-- Supplied material follows --

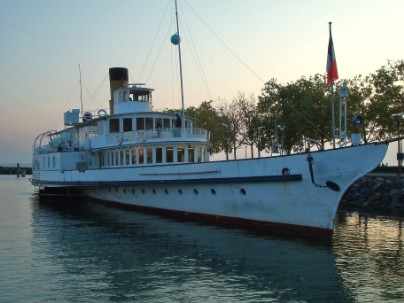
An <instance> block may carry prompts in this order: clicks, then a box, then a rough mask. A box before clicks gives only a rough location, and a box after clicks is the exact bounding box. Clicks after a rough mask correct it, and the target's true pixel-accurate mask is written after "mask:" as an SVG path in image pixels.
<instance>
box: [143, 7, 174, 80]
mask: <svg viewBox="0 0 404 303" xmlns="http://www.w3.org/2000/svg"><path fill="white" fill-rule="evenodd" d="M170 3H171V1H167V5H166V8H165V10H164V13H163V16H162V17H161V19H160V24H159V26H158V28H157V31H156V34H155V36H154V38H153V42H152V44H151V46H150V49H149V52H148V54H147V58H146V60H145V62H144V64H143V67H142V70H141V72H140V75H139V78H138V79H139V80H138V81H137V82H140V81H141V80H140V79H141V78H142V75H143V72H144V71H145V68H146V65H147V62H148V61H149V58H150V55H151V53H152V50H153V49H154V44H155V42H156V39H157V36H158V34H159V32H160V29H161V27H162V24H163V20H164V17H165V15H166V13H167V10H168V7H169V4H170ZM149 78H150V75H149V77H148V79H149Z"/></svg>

-- Supplied material concluded --
-- Supplied material follows --

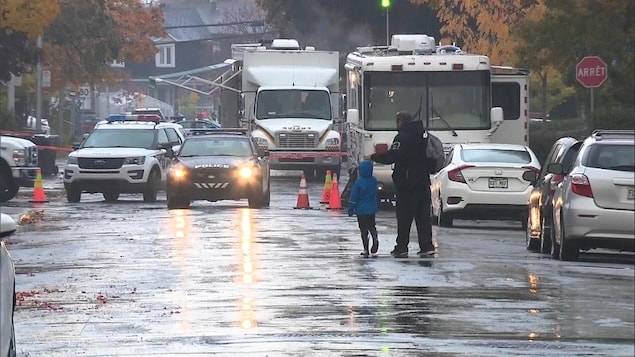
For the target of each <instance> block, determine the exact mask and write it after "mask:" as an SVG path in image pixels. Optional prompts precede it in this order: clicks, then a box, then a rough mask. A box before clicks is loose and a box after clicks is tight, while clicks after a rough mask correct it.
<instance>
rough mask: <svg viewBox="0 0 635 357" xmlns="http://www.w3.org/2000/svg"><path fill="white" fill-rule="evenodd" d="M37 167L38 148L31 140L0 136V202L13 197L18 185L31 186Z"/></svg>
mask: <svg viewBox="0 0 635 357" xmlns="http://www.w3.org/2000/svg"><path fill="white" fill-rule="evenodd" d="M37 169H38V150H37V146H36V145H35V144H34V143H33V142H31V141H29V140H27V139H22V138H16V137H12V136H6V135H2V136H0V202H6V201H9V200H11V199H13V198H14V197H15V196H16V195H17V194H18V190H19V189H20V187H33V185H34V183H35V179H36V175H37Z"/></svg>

-- Supplied material concluded --

> Assignment:
Identify every line in the items above that contains the word "rough" and copy each of those lines in full.

> Response to the task:
An <instance> block may carry prompts in this order: clicks, then a box, then a rough mask. A box before clicks gives only a rough location, and a box after clicks is the exact bounding box. Clicks after a rough mask correct it, and the target's true pixel-accurate mask is written after "mask:" as an SVG path in image pixels.
For the target of each <instance> block, determine the exact mask and write it after "mask:" as an SVG path in image pixels. Optional prompts precede it in this order: clicks, then a box, then a rough mask. A box before clicks is loose and a box after clicks is tight, while clicks after a rough mask correct it.
rough mask: <svg viewBox="0 0 635 357" xmlns="http://www.w3.org/2000/svg"><path fill="white" fill-rule="evenodd" d="M37 167L38 148L31 140L0 136V202L13 197L18 185L31 186Z"/></svg>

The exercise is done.